- [What the exercise asks] Quote the lines below exactly, from the one that holds "For this evaluation, locate the boy's short" through the final line of the records, and only those.

Rows from a dataset:

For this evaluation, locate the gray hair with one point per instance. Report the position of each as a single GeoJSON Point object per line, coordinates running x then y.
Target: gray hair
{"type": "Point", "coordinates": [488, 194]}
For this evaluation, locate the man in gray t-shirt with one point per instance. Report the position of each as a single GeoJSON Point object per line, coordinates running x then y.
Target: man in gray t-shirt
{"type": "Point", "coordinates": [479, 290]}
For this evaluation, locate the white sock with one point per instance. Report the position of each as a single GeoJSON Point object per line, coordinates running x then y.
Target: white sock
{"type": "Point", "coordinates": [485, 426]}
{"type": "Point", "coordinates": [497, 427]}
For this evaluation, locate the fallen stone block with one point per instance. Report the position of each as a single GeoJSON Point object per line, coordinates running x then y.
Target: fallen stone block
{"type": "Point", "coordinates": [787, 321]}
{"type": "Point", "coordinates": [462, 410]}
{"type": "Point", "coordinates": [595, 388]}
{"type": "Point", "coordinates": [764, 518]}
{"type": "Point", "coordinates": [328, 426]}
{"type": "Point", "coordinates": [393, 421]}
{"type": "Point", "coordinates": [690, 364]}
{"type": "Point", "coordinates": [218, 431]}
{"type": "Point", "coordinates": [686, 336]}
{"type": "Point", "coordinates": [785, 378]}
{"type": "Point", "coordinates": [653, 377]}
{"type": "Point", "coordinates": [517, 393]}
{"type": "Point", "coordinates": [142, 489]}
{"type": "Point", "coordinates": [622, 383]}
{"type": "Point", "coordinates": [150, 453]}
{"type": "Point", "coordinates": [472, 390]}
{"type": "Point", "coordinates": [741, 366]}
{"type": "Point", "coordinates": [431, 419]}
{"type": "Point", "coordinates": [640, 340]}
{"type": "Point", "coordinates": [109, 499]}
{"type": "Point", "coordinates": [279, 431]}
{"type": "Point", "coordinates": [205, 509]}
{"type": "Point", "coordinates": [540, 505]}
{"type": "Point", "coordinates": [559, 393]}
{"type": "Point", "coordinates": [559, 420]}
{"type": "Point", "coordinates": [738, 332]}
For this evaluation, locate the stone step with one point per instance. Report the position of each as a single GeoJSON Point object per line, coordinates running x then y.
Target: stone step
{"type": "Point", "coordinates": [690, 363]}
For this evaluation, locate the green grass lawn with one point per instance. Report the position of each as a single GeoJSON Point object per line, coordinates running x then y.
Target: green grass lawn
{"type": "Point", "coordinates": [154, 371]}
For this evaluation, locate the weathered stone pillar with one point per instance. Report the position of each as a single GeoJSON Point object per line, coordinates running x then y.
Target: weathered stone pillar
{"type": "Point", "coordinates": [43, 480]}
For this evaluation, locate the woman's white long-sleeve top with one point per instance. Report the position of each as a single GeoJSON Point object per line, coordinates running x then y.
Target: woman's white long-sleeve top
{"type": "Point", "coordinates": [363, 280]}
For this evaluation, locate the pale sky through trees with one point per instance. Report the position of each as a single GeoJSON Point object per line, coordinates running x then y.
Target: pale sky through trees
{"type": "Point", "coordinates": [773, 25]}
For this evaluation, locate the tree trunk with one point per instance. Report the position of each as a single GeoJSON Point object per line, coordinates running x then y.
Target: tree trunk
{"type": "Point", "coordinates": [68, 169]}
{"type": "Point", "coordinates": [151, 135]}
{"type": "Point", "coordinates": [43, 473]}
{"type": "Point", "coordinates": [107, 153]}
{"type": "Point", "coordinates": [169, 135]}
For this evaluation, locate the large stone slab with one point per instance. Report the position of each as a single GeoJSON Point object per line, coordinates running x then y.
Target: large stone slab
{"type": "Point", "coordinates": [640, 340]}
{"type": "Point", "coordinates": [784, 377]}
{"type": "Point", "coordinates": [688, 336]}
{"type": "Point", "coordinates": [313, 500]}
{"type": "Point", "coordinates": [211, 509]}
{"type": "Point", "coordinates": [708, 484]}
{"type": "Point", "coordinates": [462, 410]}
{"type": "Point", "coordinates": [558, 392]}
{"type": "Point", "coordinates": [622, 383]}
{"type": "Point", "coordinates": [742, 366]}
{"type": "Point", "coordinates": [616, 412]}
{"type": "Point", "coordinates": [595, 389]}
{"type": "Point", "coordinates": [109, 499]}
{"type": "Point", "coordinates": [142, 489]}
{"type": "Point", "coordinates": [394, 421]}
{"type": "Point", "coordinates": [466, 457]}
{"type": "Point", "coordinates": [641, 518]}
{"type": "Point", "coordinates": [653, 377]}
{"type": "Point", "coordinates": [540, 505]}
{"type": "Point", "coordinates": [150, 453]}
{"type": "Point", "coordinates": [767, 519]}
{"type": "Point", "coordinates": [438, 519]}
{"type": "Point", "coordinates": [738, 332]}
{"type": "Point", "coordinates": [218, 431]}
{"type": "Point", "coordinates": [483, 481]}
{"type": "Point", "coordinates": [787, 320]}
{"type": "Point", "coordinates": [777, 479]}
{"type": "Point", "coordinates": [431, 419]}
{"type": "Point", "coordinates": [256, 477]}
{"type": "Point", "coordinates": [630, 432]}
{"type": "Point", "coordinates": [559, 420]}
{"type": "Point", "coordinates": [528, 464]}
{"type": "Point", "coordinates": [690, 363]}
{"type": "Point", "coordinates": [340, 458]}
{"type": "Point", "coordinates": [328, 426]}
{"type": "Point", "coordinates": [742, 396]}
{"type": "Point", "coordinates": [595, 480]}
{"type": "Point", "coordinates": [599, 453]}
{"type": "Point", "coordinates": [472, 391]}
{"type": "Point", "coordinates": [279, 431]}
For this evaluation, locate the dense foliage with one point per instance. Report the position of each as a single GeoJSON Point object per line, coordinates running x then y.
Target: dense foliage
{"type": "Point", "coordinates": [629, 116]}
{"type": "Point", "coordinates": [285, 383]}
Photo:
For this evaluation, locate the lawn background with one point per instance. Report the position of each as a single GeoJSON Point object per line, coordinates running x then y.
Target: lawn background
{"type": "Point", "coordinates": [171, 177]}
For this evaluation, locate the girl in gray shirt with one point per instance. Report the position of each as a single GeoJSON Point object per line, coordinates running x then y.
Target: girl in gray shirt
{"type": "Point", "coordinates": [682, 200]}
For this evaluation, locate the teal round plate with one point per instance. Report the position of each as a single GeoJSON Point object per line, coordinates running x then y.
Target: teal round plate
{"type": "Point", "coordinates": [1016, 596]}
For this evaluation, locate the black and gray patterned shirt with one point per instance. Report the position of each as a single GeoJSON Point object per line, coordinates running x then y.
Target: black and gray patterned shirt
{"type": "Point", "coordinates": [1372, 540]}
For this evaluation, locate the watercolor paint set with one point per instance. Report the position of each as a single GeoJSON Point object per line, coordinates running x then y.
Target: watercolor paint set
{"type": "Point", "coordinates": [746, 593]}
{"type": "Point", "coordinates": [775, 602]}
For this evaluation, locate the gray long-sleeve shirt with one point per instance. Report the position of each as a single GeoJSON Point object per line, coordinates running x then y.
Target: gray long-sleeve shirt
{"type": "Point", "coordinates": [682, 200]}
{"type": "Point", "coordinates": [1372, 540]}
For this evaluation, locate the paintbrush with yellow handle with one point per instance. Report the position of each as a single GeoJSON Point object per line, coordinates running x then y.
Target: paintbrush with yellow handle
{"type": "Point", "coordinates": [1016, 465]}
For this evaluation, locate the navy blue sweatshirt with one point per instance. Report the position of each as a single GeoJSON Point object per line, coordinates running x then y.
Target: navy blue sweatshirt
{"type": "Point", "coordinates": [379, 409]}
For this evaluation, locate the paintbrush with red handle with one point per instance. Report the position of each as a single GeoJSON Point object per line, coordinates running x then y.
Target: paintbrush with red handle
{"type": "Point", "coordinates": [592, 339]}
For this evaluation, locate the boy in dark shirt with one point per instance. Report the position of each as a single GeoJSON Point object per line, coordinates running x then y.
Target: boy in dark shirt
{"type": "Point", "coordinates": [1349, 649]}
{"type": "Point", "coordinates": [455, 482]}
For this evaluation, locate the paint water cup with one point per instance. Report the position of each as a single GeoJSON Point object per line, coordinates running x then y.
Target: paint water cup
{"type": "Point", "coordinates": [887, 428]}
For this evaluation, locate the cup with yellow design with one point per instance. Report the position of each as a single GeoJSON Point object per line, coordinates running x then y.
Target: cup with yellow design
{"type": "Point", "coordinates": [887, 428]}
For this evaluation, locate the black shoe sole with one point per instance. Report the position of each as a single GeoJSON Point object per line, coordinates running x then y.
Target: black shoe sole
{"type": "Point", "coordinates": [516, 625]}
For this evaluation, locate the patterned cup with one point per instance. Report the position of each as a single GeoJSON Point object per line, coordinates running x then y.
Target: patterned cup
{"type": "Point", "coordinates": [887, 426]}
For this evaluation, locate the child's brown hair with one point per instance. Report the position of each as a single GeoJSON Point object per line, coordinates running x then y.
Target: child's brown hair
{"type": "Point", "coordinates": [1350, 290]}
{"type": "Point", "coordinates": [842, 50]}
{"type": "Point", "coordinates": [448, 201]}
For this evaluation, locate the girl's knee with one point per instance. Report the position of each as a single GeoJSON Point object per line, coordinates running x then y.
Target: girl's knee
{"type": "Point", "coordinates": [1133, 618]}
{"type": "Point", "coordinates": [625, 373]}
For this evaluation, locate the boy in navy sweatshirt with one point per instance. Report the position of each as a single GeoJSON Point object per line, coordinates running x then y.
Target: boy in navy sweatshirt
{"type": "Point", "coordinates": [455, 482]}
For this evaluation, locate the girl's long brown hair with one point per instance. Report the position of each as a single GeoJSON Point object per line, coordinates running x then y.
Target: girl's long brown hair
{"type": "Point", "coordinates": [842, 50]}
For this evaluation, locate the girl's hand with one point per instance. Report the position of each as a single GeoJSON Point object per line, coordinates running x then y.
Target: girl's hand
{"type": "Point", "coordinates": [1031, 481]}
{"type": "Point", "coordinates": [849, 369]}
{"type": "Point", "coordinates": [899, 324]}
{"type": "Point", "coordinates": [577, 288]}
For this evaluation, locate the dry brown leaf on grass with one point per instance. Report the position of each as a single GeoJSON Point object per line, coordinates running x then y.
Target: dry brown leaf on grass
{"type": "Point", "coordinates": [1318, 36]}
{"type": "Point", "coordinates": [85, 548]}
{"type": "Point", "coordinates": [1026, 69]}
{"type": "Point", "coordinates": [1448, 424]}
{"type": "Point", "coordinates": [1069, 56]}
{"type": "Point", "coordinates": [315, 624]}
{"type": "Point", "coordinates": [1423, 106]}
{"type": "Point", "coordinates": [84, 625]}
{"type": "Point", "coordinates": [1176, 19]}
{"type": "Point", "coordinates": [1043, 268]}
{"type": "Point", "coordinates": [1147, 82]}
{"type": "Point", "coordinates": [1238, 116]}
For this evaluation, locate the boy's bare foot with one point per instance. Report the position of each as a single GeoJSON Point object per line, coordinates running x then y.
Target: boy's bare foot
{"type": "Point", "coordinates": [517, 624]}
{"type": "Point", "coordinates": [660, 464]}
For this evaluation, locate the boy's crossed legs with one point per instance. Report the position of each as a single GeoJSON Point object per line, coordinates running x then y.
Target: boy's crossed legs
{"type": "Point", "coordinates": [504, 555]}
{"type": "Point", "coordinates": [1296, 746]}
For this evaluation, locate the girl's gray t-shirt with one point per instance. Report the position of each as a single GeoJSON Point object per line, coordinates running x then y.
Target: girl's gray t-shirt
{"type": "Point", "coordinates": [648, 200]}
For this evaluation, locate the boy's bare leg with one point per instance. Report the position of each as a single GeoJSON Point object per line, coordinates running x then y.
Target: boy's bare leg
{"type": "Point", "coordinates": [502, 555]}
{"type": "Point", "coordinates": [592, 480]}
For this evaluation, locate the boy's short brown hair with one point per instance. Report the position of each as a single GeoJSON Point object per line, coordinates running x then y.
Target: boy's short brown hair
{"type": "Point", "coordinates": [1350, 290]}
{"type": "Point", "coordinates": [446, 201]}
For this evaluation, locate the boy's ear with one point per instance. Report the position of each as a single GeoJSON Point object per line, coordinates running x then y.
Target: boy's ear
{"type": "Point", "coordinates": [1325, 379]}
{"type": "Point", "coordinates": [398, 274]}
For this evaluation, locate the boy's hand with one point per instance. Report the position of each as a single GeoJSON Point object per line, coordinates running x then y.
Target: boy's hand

- [Answer to this task]
For this evaluation, locate the boy's short brown hair with one point per instance. Report the position of each as a single GeoJSON Point object per line, coordinates running x then y.
Target: boy's short brown hair
{"type": "Point", "coordinates": [1350, 290]}
{"type": "Point", "coordinates": [446, 201]}
For this evaluation, locate the boy's ear with one point per instance. Report the position of each as a single GeoJSON Point object per line, coordinates running x then y.
Target: boy's ear
{"type": "Point", "coordinates": [1325, 379]}
{"type": "Point", "coordinates": [398, 274]}
For this evaluation, locate the boy's hand with one point per instance. Report the position of each as a single GeoJSON Point object per line, coordinates running x then y.
Target: boy's hand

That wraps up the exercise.